▶ PROVIDED TEXT:

[Start of section]

If you're not finding references that say that the core is mainly ice, I'm curious where you're looking. (No, really: I'm curious.)
That said, no, there probably ices there if there is, in fact, a core. (We don't know for certain that there is as the data are sketchy. Oddly, it's easier to tell at the other giant planets.) Under the kinds of pressures at the center of Jupiter, rock and ice would be slushy, we think. We really don't understand the physics all that well for those pressures and temperatures, alas. (Which are, obviously, difficult to reproduce and to model since we have no good equations of state.)
Even if there aren't any ices, you're right that it's a moot point: there's not that much uranium in the planet unless our cosmochemistry is seriously wacked. (That is to say, unless there's a lot MORE uranium in Jupiter than in the Earth and in the galaxy at large. Which then requires an explanation as to where it all came from and how it got enriched in the giant planets.)
What's worse is that you need a lot more uranium than Earth has to generate your heat that way. Jupiter puts significantly more heat that it takes in from the Sun. (Earth takes in about 1360 W/m^2 and adds an additional 0.01 W/m^2 to the outgoing flux due to internal heat. Jupiter's internal heat is of order the same as what it takes in from the Sun. The latter being about 1/30 of what the Earth recieves.)
And you can't restart the reactor by letting the uranium daughter istopes decay. What do you think that they decay into? Lead, mainly. If thorium stops the reactions, I'm pretty sure that lead will, too.

[End of section]

▶ Referring expression data:

[Start of section]

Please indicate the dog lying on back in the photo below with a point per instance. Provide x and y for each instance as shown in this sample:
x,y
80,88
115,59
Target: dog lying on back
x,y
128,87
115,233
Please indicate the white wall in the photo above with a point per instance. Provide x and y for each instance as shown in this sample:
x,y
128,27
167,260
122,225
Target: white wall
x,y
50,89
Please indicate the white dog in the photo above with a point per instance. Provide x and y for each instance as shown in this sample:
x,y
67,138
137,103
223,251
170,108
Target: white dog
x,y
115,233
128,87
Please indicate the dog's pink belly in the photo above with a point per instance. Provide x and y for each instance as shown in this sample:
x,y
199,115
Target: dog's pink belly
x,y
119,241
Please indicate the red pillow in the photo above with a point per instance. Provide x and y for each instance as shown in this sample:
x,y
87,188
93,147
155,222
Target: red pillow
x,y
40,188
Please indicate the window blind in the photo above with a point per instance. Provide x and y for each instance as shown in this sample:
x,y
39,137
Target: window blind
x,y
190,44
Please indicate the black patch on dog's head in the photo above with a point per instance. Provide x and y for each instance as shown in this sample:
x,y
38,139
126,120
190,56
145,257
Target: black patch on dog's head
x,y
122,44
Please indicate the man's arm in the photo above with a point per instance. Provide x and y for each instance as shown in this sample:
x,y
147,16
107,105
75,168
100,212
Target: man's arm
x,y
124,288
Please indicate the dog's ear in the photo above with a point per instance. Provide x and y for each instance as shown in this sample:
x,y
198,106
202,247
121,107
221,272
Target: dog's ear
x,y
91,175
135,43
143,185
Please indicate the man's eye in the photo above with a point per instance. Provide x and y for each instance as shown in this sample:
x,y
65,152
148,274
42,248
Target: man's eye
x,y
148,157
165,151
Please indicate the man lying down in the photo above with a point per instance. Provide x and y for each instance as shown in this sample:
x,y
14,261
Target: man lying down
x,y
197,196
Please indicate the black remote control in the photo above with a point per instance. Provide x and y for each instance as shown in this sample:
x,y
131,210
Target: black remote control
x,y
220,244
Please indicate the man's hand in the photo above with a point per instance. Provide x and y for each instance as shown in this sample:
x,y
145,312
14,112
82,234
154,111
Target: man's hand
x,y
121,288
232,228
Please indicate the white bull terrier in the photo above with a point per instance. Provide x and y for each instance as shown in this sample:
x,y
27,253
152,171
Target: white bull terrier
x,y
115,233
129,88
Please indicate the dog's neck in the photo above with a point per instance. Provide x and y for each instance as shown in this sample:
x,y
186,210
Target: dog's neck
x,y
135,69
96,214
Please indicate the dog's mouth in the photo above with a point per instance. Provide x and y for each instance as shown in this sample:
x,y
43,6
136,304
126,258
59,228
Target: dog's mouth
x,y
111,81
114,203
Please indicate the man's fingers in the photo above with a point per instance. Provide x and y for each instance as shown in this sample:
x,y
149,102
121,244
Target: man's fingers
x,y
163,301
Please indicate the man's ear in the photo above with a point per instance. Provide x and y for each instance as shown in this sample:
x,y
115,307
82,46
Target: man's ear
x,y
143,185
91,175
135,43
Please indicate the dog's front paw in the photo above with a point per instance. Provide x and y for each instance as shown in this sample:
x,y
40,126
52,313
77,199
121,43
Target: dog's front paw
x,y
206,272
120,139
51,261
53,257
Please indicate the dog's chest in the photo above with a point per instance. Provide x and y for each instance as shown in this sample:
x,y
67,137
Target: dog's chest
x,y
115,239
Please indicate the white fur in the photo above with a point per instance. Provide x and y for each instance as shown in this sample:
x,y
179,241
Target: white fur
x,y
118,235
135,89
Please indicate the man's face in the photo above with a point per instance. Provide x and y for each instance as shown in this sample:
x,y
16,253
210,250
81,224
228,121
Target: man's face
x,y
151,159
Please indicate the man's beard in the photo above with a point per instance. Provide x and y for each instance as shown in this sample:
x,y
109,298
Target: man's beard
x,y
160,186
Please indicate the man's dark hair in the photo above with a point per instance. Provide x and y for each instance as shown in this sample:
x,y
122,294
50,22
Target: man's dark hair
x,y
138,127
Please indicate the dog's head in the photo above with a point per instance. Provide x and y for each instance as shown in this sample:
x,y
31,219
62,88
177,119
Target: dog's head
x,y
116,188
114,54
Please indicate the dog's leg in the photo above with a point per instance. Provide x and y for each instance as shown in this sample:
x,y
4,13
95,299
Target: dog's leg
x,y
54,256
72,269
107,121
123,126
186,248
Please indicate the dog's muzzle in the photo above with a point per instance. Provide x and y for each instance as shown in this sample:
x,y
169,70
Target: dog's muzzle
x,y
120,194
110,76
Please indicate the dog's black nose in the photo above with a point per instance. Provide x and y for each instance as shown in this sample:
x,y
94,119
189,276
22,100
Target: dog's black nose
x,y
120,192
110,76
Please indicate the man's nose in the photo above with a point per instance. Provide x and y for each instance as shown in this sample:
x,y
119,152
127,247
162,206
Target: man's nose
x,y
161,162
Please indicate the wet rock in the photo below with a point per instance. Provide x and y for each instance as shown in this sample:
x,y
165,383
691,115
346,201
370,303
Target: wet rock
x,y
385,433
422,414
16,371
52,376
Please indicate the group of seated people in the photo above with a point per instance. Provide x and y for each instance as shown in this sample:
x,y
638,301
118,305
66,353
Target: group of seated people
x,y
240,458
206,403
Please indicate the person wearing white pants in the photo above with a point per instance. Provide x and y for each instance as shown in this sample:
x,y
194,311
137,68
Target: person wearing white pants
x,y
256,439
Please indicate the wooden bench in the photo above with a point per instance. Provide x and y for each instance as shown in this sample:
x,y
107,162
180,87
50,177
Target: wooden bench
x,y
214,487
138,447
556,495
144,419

[End of section]

▶ ABOUT THIS EXERCISE:
In the text about Jupiter's core and heat, what do uranium daughter isotopes mainly decay into?

▶ EXERCISE RESPONSE:
Lead.